Material provided:
+ + +
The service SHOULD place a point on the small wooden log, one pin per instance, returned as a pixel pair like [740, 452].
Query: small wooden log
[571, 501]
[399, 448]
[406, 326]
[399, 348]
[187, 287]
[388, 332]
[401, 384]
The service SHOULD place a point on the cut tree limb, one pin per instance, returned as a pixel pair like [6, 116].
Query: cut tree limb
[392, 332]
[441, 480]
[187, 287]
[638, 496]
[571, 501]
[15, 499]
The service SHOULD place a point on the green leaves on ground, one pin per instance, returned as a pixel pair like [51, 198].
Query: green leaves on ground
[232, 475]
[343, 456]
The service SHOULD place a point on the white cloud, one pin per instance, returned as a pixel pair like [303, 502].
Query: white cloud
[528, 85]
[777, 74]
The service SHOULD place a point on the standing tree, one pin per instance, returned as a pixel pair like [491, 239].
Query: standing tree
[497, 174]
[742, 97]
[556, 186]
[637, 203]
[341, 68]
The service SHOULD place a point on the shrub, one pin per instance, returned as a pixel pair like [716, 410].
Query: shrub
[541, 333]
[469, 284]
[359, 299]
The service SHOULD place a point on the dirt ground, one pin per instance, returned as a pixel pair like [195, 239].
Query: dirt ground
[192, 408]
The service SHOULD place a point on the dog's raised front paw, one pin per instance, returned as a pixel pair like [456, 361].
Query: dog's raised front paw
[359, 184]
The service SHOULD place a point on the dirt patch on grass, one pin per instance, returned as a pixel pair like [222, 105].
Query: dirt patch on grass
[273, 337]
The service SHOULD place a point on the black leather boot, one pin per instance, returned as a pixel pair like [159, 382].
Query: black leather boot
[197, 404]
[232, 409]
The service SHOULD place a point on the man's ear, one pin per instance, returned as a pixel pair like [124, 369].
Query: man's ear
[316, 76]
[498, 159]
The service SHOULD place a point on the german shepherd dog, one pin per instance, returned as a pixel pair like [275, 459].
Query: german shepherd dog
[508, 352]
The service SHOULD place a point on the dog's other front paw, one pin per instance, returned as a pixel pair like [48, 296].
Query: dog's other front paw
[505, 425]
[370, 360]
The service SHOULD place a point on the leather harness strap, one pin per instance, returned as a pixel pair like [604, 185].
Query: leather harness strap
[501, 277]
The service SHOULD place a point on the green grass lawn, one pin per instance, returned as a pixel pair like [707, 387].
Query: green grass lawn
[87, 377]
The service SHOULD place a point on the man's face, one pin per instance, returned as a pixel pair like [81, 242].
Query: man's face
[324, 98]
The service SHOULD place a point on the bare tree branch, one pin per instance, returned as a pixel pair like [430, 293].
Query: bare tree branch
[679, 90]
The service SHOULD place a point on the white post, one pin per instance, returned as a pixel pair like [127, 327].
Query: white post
+ + +
What is being asked:
Update all the material above by replacing each "pixel pair" with "coordinate pair", keeping everything else unchanged.

Exercise result:
The service SHOULD place a point on the small wooden log, one pin per instance, returned as a coordinate pair like [740, 452].
Query: small wooden log
[571, 501]
[399, 448]
[406, 326]
[399, 348]
[187, 287]
[388, 332]
[401, 384]
The service SHOULD place a point on the cut tree limb, one pin per instance, returned as a coordinate pair like [6, 116].
Query: cut tree limb
[392, 332]
[441, 480]
[187, 287]
[638, 496]
[571, 501]
[15, 499]
The service SHOULD place a point on the green leaves on ground, one pin per instance, returned as a coordinate pair like [51, 198].
Query: green leaves on ground
[232, 475]
[343, 456]
The service SHOULD place a point on the white cloud, one pin per instance, returned as a coordinate pair like [303, 502].
Query: white cloud
[528, 85]
[777, 74]
The service SHOULD place a point on the standing tree, one pin per instance, returned as a coordinate pair like [491, 239].
Query: standing tree
[497, 174]
[742, 97]
[556, 186]
[637, 203]
[341, 68]
The service SHOULD place a point on the shrub, one pin per instance, returned as a coordinate pair like [716, 410].
Query: shrub
[541, 333]
[469, 284]
[359, 299]
The service SHOULD place a point on the dirt ground, one pin per instance, returned as a coordinate pair like [195, 239].
Query: dirt ground
[192, 408]
The service SHOULD place a point on the dog's raised front paw, one pin per instance, returned as a coordinate pair like [456, 361].
Query: dog's raised front paw
[359, 184]
The service SHOULD place a point on the dirt patch on grass, one pin per instance, returned as a coordinate pair like [222, 105].
Query: dirt patch on grass
[273, 337]
The service SHOULD place a point on the black leather boot, one pin per instance, returned as a coordinate pair like [159, 382].
Query: black leather boot
[197, 404]
[232, 409]
The service SHOULD place a point on the man's ear, one pin per instance, returned as a coordinate pair like [124, 369].
Query: man's ear
[316, 76]
[498, 159]
The service SHOULD place a point on the german shepherd dog, one pin per instance, returned as a coordinate pair like [275, 459].
Query: german shepherd dog
[508, 352]
The service SHOULD place a point on the dog's other front paw, one pin per instance, returned as a coordinate pair like [48, 296].
Query: dog's other front paw
[505, 425]
[370, 360]
The service SHOULD place a point on the leather harness strap, one pin per instance, returned as a coordinate pair like [604, 185].
Query: leather harness strap
[501, 277]
The service SHOULD place a point on the green grass lawn, one pin per instance, returned as a coordinate pair like [707, 387].
Query: green grass lawn
[87, 377]
The service SHOULD place a point on the man's face, one pin per instance, returned as a coordinate pair like [81, 242].
Query: man's face
[324, 98]
The service SHOULD place a point on the bare tree branch, one pin per instance, returned as a coordinate pair like [430, 293].
Query: bare tree branch
[679, 90]
The service SHOULD place a point on the white post, one pin per instance, returned as a coordinate pair like [127, 327].
Query: white post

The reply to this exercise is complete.